● Exercise details
Copy the data below word for word, with nothing added or left out.

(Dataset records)
__________
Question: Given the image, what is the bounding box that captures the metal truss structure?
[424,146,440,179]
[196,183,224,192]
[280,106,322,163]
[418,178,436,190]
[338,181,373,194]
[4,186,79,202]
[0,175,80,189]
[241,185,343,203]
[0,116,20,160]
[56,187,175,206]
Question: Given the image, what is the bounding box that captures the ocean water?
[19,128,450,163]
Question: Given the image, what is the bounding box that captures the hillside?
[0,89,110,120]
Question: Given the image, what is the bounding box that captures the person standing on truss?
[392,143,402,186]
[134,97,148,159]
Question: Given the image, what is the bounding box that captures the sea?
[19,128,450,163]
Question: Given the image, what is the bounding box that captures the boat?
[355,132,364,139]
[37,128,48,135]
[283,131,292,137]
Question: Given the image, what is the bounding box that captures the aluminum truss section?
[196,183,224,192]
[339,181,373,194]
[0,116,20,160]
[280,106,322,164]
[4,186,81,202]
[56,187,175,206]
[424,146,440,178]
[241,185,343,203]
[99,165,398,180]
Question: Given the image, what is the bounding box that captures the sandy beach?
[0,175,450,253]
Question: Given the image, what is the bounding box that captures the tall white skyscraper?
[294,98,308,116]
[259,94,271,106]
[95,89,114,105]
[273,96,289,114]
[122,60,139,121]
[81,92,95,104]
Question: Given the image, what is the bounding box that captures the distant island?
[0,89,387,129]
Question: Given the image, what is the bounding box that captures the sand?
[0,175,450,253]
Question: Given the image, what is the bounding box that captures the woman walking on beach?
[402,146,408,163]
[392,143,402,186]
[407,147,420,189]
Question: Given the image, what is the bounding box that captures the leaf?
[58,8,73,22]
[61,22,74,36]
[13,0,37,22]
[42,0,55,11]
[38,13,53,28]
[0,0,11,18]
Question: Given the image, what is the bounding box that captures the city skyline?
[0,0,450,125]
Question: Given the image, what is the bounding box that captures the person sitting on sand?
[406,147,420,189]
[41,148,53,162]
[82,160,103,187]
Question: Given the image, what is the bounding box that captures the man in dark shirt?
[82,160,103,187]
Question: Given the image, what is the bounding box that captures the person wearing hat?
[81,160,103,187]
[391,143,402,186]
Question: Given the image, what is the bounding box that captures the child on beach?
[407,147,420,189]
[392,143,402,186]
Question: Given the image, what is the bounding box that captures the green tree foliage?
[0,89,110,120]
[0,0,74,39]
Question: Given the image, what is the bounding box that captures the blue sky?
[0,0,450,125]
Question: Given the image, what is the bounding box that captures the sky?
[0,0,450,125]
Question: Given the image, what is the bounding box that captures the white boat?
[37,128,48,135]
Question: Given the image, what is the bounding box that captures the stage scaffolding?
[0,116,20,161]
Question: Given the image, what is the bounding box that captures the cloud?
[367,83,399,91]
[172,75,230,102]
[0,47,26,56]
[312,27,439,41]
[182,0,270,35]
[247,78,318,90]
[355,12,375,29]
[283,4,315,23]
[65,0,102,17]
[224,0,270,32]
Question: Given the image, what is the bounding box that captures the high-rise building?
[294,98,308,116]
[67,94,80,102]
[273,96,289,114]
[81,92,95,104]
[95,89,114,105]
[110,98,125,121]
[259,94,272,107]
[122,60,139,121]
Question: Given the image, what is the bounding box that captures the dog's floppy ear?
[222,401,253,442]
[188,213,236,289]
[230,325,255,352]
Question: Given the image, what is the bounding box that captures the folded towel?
__________
● Solution to the exercise
Question: Given the image, what is the bounding box that captures the metal truss structure?
[424,146,440,179]
[196,183,224,192]
[280,106,322,163]
[418,178,436,190]
[338,181,373,194]
[4,186,79,202]
[0,175,80,189]
[241,185,343,203]
[0,116,20,160]
[56,187,175,206]
Question: Given the image, what is the bounding box that captures the ocean water?
[19,128,450,163]
Question: Given the image, what is the bounding box that captures the hillside?
[0,89,110,120]
Question: Given the image, what is the bounding box that captures the person standing on truss?
[392,143,402,186]
[134,97,148,159]
Question: Given the image, what is the bounding box that captures the sea?
[19,128,450,163]
Question: Given the image, what is the bounding box that captures the boat?
[355,132,364,139]
[37,128,48,135]
[283,131,292,137]
Question: Given the image, what is the bounding box that captures the aluminum truss section?
[196,183,224,192]
[339,181,373,194]
[0,116,20,160]
[280,106,322,164]
[4,186,81,202]
[56,187,175,206]
[424,146,440,178]
[241,185,343,203]
[99,165,398,180]
Question: Given the image, what is the bounding box that captures the sandy beach?
[0,175,450,253]
Question: Given the image, what is the bounding box that captures the tall white skyscraper?
[294,98,308,116]
[259,94,271,106]
[95,89,114,105]
[273,96,289,114]
[122,60,139,121]
[81,92,95,104]
Question: Given the image, what is the bounding box that captures the distant island?
[0,89,387,129]
Question: Given the image, what is the bounding box that captures the sand?
[0,175,450,253]
Question: Given the image, what is the bounding box that captures the woman walking on beach?
[402,146,408,163]
[392,143,402,186]
[407,147,420,189]
Question: Given the image, what is the bounding box that captures the leaf?
[58,8,73,22]
[61,22,74,36]
[13,0,37,22]
[42,0,55,11]
[38,13,53,28]
[0,0,11,18]
Question: Given the image, what is the bounding box that captures the city skyline?
[0,0,450,125]
Question: Given the image, what is the bounding box that captures the person sitting on sand?
[406,147,420,189]
[41,148,53,162]
[82,160,103,187]
Question: Given the image, what is the bounding box that captures the man in dark shirt?
[82,160,103,187]
Question: Given the image, what is the bounding box that captures the person wearing hat?
[81,160,103,187]
[391,143,402,186]
Question: Given the image, what is the bounding box that captures the child on beach?
[407,147,420,189]
[392,143,402,186]
Question: Given the image, what is the bounding box that captures the green tree foliage?
[0,89,110,120]
[0,0,74,39]
Question: Given the image, what is the bounding box that captures the blue sky?
[0,0,450,125]
Question: Given the image, what is the bounding box that captures the sky?
[0,0,450,125]
Question: Given the image, what is the bounding box that captures the white boat?
[37,128,48,135]
Question: Given the image, what is the bounding box that captures the stage scaffolding?
[0,116,20,161]
Question: Given the image, what is the bounding box that captures the cloud?
[367,83,399,91]
[172,75,230,102]
[0,47,26,56]
[312,27,439,41]
[182,0,270,35]
[247,78,318,90]
[355,12,375,29]
[283,4,315,23]
[65,0,102,17]
[224,0,270,32]
Question: Given the image, what is the bounding box that captures the high-rise building?
[294,98,308,116]
[67,94,80,102]
[273,96,289,114]
[81,92,95,104]
[95,89,114,105]
[110,98,125,121]
[259,94,272,107]
[122,60,139,121]
Question: Given the image, what is the bounding box that captures the dog's floppy ear?
[222,401,253,442]
[188,213,236,289]
[230,325,255,352]
Question: Given the image, what is the bounding box that captures the folded towel?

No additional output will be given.